Content starts
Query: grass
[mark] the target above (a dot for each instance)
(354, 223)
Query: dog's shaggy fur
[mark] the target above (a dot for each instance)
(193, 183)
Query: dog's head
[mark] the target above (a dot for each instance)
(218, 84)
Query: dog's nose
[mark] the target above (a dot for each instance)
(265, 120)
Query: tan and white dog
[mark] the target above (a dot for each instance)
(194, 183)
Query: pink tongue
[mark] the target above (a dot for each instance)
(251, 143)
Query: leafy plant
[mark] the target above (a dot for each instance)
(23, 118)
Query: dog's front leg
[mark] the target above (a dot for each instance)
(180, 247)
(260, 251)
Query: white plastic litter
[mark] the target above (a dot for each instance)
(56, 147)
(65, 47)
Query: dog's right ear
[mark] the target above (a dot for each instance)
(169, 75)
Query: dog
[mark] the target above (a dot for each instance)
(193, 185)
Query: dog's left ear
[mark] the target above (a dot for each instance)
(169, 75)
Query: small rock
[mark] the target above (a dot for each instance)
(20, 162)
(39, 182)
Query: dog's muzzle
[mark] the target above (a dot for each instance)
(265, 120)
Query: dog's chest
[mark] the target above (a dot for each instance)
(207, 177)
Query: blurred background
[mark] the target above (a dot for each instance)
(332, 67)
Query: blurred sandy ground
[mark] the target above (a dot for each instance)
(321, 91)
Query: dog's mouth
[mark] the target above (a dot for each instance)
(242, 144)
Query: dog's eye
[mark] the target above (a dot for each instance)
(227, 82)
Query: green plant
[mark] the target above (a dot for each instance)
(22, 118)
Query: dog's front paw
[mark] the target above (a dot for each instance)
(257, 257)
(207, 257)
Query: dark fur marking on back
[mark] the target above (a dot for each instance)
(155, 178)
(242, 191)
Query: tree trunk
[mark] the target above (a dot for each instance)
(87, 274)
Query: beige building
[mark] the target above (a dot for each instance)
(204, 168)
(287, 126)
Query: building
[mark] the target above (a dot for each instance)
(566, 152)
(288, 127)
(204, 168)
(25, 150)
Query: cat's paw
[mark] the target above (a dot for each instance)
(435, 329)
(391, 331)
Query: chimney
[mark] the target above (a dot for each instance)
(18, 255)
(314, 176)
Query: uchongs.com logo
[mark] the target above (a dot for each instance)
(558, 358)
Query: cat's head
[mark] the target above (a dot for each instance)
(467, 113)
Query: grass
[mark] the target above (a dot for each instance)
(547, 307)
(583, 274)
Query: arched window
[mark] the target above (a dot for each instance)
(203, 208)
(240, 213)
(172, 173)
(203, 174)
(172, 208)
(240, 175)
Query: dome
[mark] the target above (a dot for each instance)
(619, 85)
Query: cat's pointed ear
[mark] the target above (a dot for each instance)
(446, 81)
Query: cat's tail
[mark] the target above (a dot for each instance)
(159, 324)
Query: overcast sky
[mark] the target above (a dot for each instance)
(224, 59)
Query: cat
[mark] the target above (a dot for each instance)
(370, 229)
Content ends
What the exercise asks - Copy out all lines above that include the string "blurred".

Worked solution -
Query: blurred background
Query: blurred sandy ground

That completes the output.